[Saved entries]

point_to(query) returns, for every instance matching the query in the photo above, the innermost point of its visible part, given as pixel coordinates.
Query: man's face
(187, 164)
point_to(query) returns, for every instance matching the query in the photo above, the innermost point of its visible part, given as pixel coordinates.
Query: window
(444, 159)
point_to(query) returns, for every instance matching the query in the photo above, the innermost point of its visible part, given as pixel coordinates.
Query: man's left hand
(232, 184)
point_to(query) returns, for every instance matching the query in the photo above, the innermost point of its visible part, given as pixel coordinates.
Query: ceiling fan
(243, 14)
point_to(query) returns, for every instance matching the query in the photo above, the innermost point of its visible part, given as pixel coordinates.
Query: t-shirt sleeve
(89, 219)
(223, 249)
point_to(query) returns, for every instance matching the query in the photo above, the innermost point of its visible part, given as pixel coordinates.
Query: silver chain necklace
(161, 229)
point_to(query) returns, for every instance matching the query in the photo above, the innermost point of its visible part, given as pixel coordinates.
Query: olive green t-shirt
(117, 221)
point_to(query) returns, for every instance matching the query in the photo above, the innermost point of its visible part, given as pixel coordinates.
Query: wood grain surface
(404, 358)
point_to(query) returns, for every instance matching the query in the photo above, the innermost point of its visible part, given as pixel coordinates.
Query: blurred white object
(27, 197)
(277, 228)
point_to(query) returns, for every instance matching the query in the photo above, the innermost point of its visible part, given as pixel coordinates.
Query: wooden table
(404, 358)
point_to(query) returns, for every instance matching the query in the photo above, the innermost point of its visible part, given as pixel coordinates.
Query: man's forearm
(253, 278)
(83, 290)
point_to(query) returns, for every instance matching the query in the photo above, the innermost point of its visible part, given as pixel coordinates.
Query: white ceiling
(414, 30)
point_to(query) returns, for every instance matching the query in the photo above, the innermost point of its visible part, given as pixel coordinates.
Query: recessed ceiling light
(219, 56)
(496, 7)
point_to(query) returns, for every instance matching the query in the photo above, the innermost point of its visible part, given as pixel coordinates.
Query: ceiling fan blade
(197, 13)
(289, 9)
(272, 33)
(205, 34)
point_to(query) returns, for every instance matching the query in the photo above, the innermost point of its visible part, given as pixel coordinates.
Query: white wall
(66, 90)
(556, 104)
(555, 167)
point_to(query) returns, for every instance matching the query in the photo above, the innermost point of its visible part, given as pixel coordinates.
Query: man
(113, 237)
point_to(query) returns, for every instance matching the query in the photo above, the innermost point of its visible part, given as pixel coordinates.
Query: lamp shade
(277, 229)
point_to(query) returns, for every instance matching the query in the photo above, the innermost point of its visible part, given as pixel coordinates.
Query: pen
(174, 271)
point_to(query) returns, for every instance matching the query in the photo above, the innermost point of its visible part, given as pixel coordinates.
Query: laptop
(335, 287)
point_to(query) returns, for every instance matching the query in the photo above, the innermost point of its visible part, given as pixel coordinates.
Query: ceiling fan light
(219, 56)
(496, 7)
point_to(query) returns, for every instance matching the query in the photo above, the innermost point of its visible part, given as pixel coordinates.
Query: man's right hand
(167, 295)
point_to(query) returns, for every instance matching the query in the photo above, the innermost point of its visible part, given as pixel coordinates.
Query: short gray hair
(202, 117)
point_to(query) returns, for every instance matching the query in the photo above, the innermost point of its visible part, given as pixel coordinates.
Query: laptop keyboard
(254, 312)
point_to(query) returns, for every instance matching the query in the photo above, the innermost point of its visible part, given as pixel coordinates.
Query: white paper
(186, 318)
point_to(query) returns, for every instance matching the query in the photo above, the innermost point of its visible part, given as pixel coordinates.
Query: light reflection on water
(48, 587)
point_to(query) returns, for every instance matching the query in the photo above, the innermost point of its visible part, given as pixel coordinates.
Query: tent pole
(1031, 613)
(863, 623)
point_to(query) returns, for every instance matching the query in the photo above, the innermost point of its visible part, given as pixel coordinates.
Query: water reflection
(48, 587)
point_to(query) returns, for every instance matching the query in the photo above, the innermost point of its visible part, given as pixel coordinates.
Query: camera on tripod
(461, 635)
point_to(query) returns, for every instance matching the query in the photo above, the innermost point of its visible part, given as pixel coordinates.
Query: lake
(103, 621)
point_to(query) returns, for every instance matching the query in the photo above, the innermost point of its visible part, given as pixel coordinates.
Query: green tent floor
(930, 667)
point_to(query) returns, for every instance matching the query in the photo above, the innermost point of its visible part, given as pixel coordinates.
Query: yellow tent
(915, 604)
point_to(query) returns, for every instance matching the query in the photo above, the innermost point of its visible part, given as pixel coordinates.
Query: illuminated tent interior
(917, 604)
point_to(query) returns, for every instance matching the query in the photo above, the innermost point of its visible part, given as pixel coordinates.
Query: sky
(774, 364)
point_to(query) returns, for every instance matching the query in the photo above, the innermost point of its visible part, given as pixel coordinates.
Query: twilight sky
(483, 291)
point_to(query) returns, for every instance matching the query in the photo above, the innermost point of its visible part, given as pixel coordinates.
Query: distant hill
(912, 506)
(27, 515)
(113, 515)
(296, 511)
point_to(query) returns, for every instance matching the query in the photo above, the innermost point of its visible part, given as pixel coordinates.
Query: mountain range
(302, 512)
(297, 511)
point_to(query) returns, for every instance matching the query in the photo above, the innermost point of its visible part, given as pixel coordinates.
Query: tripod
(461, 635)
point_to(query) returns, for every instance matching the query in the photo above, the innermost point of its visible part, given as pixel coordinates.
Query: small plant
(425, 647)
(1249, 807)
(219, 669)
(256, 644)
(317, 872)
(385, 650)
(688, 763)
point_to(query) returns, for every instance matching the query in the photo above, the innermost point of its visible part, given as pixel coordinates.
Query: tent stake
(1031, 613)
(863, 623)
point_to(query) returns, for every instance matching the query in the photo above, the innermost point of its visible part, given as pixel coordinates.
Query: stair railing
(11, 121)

[Set problem]:
Repeat all entries. Match them exactly.

[Answer for this exercise]:
point_to(query) returns, for every instance matching the query in the photo above, the innermost point of its visible part, given as pixel coordinates.
Query: man's face
(187, 164)
point_to(query) returns, for every instance matching the query in the photo above, the innermost point of its visible part, given as pixel coordinates.
Query: window
(444, 159)
point_to(query) returns, for every instance matching the query in the photo above, the innermost point of its visible part, given as pixel coordinates.
Query: man's left hand
(232, 184)
point_to(query) returns, for every instance matching the query in the photo above, the innermost point of its visible part, given as pixel coordinates.
Query: ceiling fan
(243, 14)
point_to(query) returns, for every instance matching the query in the photo above, the innermost point of its visible part, given as pixel coordinates.
Query: t-shirt sleeve
(89, 219)
(223, 249)
point_to(query) returns, for every instance matching the query in the photo above, the innermost point of its visible part, given as pixel coordinates.
Query: silver chain necklace
(161, 229)
point_to(query) returns, for every instance matching the query in the photo above, the innermost point of its visible part, given as pixel coordinates.
Query: olive green t-shirt
(117, 221)
point_to(query) returns, for every instance matching the query in the photo above, the innermost point of its visible part, given as pixel coordinates.
Query: wood grain surface
(404, 358)
point_to(query) returns, for every instance matching the query in the photo above, the innermost point of its visible part, given as pixel coordinates.
Query: blurred white object
(27, 197)
(277, 228)
point_to(query) returns, for every instance matching the query in the photo above, the innermost point of its visible part, given as pixel coordinates.
Query: wooden table
(404, 358)
point_to(query) returns, for every instance matching the query in the photo above, the innermost point of its visible part, given as pixel coordinates.
Query: man's forearm
(253, 278)
(83, 290)
point_to(query) returns, for every instance matching the query in the photo above, the innermost point of its visible part, given as pixel coordinates.
Query: white ceiling
(414, 30)
point_to(query) returns, for every instance matching the query in the photo above, the innermost point of its visible part, given as pixel coordinates.
Query: recessed ceiling light
(219, 56)
(496, 7)
point_to(query) returns, for every instance matching the query in the photo above, the innermost point of its visible part, given as pixel coordinates.
Query: ceiling fan blade
(197, 13)
(289, 9)
(272, 33)
(205, 34)
point_to(query) returns, for every instance matching the query in the photo above, the innermost point of its visible part, given as pixel coordinates.
Query: white wall
(66, 90)
(556, 104)
(555, 167)
point_to(query) returns, for every instance matching the query in the photo above, the innermost point of its visible part, given as pixel coordinates.
Query: man
(113, 237)
point_to(query) returns, for every instance matching the query in the photo above, the innermost point of its visible part, given as pixel coordinates.
Query: lamp shade
(277, 229)
point_to(query) returns, for every instance matching the query in the photo above, the innermost point of its visible part, given as pixel coordinates.
Query: pen
(174, 271)
point_to(query) returns, for every instance matching the query in the photo above, the innermost point of its visible part, given as pixel coordinates.
Query: laptop
(335, 287)
point_to(query) returns, for every instance matching the query in the photo above, the innermost point of its visible part, given as pixel coordinates.
Query: ceiling fan light
(219, 56)
(496, 7)
point_to(query) returns, for every instance matching the query in the photo above, the innermost point of its visible part, given as pixel coordinates.
Query: man's right hand
(167, 295)
point_to(query) returns, for every instance matching the query in the photo above, the innermost point of its visible part, given as pixel coordinates.
Query: short gray hair
(202, 117)
point_to(query) returns, for every instance matching the query in the photo above, the innermost point of its visible part, given as pixel coordinates.
Query: laptop keyboard
(254, 312)
point_to(query) returns, for every instance matching the query in the photo above, the innermost point of its visible part, given as pixel coordinates.
Query: white paper
(186, 318)
point_to(query) returns, for every instance matching the query in the photo above, the innermost point of its visible part, given as pixel coordinates.
Query: light reflection on water
(48, 587)
point_to(query) returns, for every instance matching the query in the photo above, the innermost point of its visible part, given as pixel coordinates.
Query: tent pole
(1031, 613)
(863, 623)
point_to(query) returns, for every instance matching the query in the photo above, the innermost point of its visible part, given as pixel coordinates.
Query: water reflection
(48, 587)
point_to(query) returns, for every instance matching the query in the photo above, the innermost point of its visible part, given as pixel coordinates.
Query: camera on tripod
(461, 635)
point_to(query) returns, for every instance matching the query in the photo above, the innermost point of its visible part, given as pixel coordinates.
Query: lake
(103, 621)
point_to(query) returns, for every instance matching the query in the photo above, the innermost point of its visible part, given as pixel coordinates.
Query: green tent floor
(930, 667)
point_to(query) returns, for every instance matching the query in the photo above, the innermost point of its visible part, given as pixel coordinates.
Query: yellow tent
(915, 604)
point_to(query) returns, for every instance matching the query in the photo above, the innermost point of its visible part, given as pixel coordinates.
Query: illuminated tent interior
(917, 604)
point_to(query) returns, for every instance matching the query in the photo above, the innermost point of its visible part, given as pixel coordinates.
Query: sky
(774, 364)
point_to(query) returns, for every instance matching the query in the photo above, the innermost point of its visible part, given as pixel coordinates.
Query: twilight sky
(483, 291)
point_to(query) returns, for every instance matching the query in the photo above, the innermost point of its visible part, given as pixel coordinates.
Query: distant hill
(912, 506)
(27, 515)
(113, 515)
(296, 511)
point_to(query) returns, for every instance matching the query in the photo above, the innermost point of its visible part, given as pixel coordinates.
Query: mountain range
(302, 512)
(297, 511)
point_to(query) returns, for every instance matching the query in the photo above, the innermost point of its visible part, given as pixel coordinates.
Query: tripod
(461, 635)
point_to(query) returns, for every instance matching the query in the photo above, the innermost point of its visible part, given as pixel coordinates.
Query: small plant
(425, 647)
(1249, 807)
(219, 669)
(256, 644)
(317, 872)
(385, 650)
(688, 763)
point_to(query) returns, for every instance matching the query in the photo above, the innermost point of its visible part, given as pixel coordinates.
Query: tent stake
(1031, 613)
(863, 623)
point_to(query) returns, for every instance matching the query in the photo above, the innermost point of its visible part, given as pixel coordinates.
Query: stair railing
(11, 121)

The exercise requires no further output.